======== DATA SUPPLIED

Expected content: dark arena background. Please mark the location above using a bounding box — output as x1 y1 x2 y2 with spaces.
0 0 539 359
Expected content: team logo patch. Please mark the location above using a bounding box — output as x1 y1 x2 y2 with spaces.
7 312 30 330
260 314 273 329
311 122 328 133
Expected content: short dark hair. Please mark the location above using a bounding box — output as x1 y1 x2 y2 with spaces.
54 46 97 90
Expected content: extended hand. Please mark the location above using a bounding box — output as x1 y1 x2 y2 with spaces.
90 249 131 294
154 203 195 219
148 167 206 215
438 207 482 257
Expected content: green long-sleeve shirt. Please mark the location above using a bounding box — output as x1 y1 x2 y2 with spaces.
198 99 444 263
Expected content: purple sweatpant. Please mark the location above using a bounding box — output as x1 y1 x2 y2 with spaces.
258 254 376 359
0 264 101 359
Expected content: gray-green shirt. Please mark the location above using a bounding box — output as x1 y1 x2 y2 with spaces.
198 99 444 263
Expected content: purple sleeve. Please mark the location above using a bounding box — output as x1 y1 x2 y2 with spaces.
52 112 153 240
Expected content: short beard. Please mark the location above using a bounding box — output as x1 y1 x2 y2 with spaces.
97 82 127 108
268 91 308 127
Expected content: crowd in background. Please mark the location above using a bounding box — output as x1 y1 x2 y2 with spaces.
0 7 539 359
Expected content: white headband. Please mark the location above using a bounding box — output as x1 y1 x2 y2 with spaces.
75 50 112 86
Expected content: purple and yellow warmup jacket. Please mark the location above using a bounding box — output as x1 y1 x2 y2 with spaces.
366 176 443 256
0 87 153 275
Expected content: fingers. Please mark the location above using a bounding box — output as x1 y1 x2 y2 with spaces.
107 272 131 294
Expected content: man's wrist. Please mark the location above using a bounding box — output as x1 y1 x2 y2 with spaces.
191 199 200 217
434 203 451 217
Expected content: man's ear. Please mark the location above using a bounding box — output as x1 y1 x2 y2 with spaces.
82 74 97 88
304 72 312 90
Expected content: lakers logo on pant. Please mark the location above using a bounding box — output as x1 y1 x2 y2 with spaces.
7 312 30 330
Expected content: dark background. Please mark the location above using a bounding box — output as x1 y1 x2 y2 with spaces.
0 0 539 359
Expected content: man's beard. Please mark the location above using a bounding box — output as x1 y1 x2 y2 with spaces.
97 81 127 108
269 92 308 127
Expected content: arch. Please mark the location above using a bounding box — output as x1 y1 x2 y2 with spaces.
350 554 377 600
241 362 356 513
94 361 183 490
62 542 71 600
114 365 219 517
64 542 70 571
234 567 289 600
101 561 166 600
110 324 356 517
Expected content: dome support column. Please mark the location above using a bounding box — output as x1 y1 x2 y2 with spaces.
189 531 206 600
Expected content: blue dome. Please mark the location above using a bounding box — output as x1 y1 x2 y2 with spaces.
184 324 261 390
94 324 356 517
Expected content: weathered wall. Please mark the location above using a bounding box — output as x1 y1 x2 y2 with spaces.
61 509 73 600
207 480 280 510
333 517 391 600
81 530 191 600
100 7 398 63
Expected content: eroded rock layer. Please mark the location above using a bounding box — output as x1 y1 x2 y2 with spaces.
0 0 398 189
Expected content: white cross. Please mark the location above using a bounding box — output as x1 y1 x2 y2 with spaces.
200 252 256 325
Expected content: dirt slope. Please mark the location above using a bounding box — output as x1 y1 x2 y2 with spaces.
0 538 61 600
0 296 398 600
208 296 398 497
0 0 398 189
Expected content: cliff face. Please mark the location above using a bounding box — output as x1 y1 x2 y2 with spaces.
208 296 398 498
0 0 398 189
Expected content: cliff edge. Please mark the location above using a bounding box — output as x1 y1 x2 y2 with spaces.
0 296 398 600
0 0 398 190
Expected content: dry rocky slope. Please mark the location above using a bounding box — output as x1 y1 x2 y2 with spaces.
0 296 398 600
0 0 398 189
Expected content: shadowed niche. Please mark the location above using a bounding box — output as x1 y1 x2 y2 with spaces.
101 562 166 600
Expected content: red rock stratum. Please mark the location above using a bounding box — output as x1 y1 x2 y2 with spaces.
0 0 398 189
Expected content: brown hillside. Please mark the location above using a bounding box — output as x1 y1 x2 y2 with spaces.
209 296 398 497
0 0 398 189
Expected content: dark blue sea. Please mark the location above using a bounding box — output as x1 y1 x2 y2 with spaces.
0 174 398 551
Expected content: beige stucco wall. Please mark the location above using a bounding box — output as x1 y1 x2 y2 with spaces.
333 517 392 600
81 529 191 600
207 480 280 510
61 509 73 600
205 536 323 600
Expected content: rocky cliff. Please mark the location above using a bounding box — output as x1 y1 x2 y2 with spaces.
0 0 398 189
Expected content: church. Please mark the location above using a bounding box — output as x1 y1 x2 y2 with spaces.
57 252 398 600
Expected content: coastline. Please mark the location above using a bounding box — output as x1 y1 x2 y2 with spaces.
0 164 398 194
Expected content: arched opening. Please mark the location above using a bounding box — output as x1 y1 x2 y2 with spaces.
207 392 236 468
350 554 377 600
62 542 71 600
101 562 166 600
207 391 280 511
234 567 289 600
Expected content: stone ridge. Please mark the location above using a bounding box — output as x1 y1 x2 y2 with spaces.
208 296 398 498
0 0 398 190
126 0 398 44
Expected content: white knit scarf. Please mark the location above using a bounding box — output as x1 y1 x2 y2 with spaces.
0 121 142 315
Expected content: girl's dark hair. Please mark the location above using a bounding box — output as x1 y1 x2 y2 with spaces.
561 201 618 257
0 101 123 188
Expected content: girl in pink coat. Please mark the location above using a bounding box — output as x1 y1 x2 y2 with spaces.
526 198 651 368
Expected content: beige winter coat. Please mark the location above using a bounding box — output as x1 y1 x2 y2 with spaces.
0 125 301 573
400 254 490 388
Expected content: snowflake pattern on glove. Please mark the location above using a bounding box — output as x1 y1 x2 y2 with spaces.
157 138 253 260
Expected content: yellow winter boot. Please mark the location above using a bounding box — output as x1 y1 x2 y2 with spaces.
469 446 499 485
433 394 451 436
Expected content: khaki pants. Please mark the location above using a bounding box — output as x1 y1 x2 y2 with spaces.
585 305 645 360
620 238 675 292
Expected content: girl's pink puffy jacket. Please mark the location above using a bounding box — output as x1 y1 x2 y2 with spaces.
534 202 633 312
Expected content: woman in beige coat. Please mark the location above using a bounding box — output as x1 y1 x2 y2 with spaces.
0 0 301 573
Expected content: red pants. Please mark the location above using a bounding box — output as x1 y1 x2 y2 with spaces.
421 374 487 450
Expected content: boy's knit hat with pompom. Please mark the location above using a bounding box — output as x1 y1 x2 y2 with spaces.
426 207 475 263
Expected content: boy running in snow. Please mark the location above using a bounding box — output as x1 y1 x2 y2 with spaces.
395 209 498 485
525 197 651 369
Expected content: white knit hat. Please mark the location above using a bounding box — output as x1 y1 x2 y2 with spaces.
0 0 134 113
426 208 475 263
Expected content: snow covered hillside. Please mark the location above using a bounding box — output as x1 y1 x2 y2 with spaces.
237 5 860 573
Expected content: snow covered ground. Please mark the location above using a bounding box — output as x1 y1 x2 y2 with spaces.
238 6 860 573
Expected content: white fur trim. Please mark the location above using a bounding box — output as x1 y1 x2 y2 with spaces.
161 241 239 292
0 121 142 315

================

Copy the listing again from the line with "Expected content: cliff face." up to and including the line with "126 0 398 44", keeping the requests, and shift every bounding-box coordinate in the answers by -35. Give only those lines.

* EXERCISE OUTPUT
Expected content: cliff face. Please mark the location above using a bounding box — output as x1 y1 x2 y2 with spaces.
173 261 363 463
-35 -35 363 154
Expected content: cliff edge. Please mark the location above using a bounding box — output as x1 y1 x2 y2 with spaces.
-35 261 363 565
-35 -35 363 155
Expected content: dry rocky slope. Please mark the location above using a bounding box — output as x1 y1 x2 y2 with spaces.
-35 261 363 565
-35 -35 363 154
Expected content: shadowed niche. Please mark the location above using a bounding box — output as x1 y1 x2 y2 with spaces.
66 527 131 565
Expected content: red rock stratum. Please mark the location above using a bounding box — output as x1 y1 x2 y2 with spaces.
-35 -35 363 154
Expected content: brown hillside. Please mark the location above using a bounding box — output as x1 y1 x2 y2 with spaces.
174 261 363 462
-35 -35 363 154
Expected content: dark blue sea. Please mark the location above using a bounding box — output as x1 y1 x2 y2 with spaces.
-35 139 363 516
Expected content: beige stucco wall. Please mark the location above using a bounding box — output as x1 y1 x2 y2 with spaces.
298 482 357 565
46 494 156 565
172 445 245 475
26 474 38 565
170 501 288 565
Expected content: rocky cliff. Please mark the location above using a bounding box — output as x1 y1 x2 y2 with spaces.
-35 -35 363 154
Expected content: church. Please mark the location above using a bounding box — output as x1 y1 x2 y2 with spaces.
22 217 363 565
Expected content: coastline. Please mark the location above using a bounding box — output as x1 y1 x2 y2 with spaces.
-35 129 363 159
Expected content: arched opening. Please mark the location above using a bounding box — output as x1 y1 x2 y2 with spaces.
172 357 201 433
315 519 342 565
27 507 36 565
66 527 131 565
172 356 245 476
199 532 254 565
Expected content: stone ridge. Please mark the location above using a bounding box — output as x1 y1 x2 y2 with spaces.
173 261 363 463
-35 -35 363 155
91 -35 363 9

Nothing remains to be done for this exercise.